* _Exercise set_:
- A) According to the article on 2015 data analytics platforms, why does a business need a "platform" in order to use the Hadoop framework? Answer in one to three sentences.
- B) Answer each question from the article on 2015 data analytics platforms, and mark your answers (i), (ii) and (iii):
(i) Which analytics engine do Cloudera's distributions use?
(ii) Through which organization are all the elements of Hortonworks Data Platform built?
(iii) What is IBM's own Hadoop distribution called?
- C) Write the next part of the article on 2015 data analytics platforms, picking up where the text stops.

* _Source text_:
::::::::

What are the top data analytics platforms of 2015?

Published in World Economic Forum in February 2015.

The past few years has seen an explosion in the number of platforms available for big data analytical tasks.

The open source Hadoop framework is free to use, but very technical to set up and not specialized towards any particular job or industry. To use it in your business, you need a “platform” to operate it from.

These platforms are commercial offerings (you pay an ongoing service charge), most of which take the Hadoop framework and build on it, to provide analytical services of practical use to businesses and organizations.

So here is a rundown, in no particular order, of ten of the best and most widely used of these services. Like any commercial product in a competitive market, each has its advantages and disadvantages, and you need to make sure you are picking the right tool for the job.

Cloudera CDH

Cloudera was formed by former employees of Google, Yahoo, Facebook and Oracle and offers open source as well as commercial Hadoop-based big data solutions with the label Cloudera Distribution including Hadoop, known as CDH. Their distributions make use of their Impala analytics engine which has also been adopted and included in packages offered by competitors such as Amazon and MapR.

Hortonworks Data Platform

Unlike every other big analytics platform, HDP is entirely comprised of open source code, with all of its elements built through the Apache Software Foundation. They make their money offering services and support getting it running and providing the results you are after.

Microsoft HDInsight

Microsoft’s flagship analytical offering, HDInsight is based on Hortonworks Data Platform, but tailored to work with their own Azure cloud services and SQL Server database management system. A big advantage for businesses is that it integrates with Excel, meaning even staff with only basic IT skills can dip their toes into big data analytics.

IBM Big Data Platform

IBM offers a range of products and services designed to make complex big data analysis more accessible to businesses. They offer their own Hadoop distribution known as InfoSphere BigInsights.

Splunk Enterprise

This platform is specifically geared to businesses that generate a lot of their own data through their own machinery. Their stated goal is “machine data to operational intelligence”. Internet of Things is key to their strategy, and among other products they provide the analytics behind the Nest wifi-enabled smart thermostat. Their analytics also drives Dominos Pizza’s US coupon campaigns.

Amazon Web Services

Although everyone thinks of them as an online store, Amazon also make money by selling the magic that makes their business run so smoothly to other companies. The business model was based on big data from the start – using personal information to offer a personalized shopping experience. Amazon Web Services includes its Elastic Cloud Compute and Elastic MapReduce services to offer large-scale data storage and analysis in the cloud.

::::::::

* _Extracted material_:
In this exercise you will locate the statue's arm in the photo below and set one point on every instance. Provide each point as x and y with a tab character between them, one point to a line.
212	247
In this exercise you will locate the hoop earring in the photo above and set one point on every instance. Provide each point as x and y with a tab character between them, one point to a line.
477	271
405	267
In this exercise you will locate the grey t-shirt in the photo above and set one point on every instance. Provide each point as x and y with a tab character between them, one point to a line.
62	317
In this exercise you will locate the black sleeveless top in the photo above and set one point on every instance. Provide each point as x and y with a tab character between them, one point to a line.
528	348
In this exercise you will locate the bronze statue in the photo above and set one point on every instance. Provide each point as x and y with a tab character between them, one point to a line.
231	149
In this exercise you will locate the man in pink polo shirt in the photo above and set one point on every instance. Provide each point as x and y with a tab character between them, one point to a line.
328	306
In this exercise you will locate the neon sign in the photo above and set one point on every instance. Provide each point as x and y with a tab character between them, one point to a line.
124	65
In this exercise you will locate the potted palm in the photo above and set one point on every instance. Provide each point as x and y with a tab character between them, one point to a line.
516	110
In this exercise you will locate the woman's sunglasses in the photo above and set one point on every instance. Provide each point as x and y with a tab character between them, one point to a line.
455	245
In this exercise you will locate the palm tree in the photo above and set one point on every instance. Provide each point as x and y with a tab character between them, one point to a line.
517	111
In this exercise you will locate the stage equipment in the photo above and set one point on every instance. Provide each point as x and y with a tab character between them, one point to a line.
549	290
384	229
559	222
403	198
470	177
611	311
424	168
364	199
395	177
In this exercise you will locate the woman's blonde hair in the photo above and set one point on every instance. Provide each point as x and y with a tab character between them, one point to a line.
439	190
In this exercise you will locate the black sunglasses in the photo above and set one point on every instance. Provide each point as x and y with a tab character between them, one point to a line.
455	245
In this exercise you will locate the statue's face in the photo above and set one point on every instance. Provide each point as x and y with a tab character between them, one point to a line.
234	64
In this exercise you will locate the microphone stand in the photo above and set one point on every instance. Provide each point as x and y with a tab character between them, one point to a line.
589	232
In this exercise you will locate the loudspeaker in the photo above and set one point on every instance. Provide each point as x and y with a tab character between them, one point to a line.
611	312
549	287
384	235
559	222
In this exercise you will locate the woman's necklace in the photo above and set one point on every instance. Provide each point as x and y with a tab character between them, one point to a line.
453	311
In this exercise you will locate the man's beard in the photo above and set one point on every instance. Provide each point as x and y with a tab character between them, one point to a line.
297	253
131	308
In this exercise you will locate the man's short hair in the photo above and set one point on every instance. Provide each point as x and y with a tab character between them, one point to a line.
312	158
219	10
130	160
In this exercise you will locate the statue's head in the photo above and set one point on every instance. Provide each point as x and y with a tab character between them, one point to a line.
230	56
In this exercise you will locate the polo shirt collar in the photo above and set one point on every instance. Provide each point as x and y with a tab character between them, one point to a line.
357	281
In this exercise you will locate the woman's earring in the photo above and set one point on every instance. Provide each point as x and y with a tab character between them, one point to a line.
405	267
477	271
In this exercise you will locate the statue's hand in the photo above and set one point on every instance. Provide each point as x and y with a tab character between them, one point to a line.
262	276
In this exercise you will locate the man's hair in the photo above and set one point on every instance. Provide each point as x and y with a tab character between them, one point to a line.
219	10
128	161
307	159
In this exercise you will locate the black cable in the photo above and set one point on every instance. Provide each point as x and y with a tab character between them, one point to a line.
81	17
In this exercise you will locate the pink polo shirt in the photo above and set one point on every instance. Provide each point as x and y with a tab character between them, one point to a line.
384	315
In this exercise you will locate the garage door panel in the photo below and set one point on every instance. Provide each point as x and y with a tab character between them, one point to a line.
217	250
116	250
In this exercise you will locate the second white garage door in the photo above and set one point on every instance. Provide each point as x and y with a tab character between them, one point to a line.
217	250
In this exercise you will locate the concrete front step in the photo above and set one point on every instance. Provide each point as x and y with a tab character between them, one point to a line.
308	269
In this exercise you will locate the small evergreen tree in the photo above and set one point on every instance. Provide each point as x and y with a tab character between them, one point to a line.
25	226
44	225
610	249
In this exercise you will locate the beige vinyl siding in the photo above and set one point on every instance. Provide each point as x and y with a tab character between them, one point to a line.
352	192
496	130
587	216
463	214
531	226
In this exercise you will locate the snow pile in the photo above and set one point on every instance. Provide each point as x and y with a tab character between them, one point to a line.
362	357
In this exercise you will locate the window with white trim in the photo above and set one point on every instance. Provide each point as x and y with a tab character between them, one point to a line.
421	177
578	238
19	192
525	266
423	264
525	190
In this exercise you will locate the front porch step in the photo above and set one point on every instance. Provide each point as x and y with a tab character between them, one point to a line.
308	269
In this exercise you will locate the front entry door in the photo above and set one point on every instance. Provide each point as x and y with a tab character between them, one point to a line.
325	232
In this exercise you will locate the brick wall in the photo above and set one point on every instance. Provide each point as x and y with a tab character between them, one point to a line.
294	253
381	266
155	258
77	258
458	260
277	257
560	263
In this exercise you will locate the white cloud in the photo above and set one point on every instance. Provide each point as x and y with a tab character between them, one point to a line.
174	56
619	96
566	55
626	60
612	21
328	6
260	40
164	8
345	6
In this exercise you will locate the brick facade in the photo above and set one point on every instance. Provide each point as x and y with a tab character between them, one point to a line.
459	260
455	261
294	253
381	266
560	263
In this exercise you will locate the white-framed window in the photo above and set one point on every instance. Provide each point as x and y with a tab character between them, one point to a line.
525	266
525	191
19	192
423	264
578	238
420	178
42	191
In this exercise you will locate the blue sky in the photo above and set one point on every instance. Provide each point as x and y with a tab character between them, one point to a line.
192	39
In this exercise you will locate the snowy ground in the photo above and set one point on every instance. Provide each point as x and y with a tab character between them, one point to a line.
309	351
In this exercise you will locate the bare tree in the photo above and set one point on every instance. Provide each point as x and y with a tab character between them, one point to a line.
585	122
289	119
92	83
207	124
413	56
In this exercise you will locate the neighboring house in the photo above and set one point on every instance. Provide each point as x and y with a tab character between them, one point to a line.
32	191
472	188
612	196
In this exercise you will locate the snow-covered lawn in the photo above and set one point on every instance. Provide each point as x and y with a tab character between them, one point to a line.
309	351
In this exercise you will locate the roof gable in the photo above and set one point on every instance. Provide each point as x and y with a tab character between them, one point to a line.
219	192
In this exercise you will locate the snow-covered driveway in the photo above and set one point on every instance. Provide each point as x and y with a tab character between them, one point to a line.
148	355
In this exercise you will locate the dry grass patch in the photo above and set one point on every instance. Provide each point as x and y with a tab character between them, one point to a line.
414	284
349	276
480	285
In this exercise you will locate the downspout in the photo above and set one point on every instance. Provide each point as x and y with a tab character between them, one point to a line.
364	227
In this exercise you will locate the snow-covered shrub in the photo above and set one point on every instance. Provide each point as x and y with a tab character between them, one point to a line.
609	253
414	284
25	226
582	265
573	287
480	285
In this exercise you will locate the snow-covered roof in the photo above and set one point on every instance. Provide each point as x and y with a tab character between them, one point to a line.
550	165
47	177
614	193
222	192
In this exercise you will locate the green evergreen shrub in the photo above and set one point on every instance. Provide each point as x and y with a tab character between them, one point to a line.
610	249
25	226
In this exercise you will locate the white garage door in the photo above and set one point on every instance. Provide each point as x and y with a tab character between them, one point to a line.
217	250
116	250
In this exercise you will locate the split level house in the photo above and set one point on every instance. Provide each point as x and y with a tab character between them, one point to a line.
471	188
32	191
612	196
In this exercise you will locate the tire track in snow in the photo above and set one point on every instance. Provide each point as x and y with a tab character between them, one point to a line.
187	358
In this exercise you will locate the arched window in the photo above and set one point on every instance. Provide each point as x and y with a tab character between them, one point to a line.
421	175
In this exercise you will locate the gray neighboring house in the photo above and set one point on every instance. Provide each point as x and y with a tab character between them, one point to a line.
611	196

::::::::

* _Outputs by task_:
- A) Hadoop is free to use, but it is very technical to set up and is not specialized toward any particular job or industry. Commercial platforms build on the framework to provide analytical services that are of practical use to businesses and organizations.

- B)
(i) The Impala analytics engine.
(ii) The Apache Software Foundation.
(iii) InfoSphere BigInsights.

- C)
Pivotal Big Data Suite

Pivotal’s big data package is comprised of their own Hadoop distribution, Pivotal HD and their analytics platform Pivotal Analytics. Their business model allows consumers to store an unlimited amount of data and pay a subscription fee which varies according to how much they analyze. The company is strongly invested in the “data lake” philosophy, of a unified, object-based storage repository for all of an organization’s data.

Infobright

Another database management system, again available in both an open source, free edition and a paid-for proprietary version. This product is geared towards users looking to get involved with the Internet of Things. They offer three levels of service for paid users, with more users given access to the helpdesk, and quicker email support response times, for higher tier customers.

MapR

MapR offer their own distribution of Hadoop, notably different from others as it replaces the commonly-used Hadoop File System with its alternative MapR Data Platform, which it claims offers better performance and ease of use.

Kognitio Analytical Platform

Like many of the other systems here, this takes data from your Hadoop or cloud-based storage network and gives the users access to a range of advanced analytical functions. Kognitio is used by BT to help set their call charges and by loyalty program Nectar for its customer analytics.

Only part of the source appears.